─── DATASET RECORDS ───
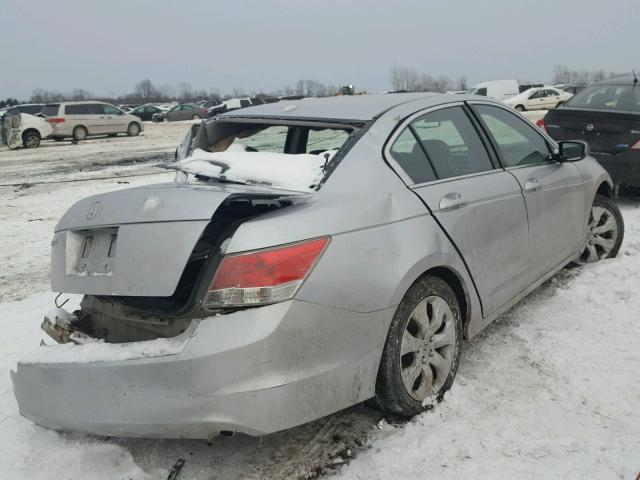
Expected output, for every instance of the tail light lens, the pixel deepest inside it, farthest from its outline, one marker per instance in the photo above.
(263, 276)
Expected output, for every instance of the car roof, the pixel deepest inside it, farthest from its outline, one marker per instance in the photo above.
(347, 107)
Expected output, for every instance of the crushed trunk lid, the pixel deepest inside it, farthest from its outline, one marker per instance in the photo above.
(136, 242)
───
─── DATASET RECORDS ───
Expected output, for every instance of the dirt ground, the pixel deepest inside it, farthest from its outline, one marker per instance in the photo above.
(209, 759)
───
### [EXERCISE GOAL]
Report how many lines in the data above contain the word "crushed", giving only the number.

### [FINAL RESULT]
1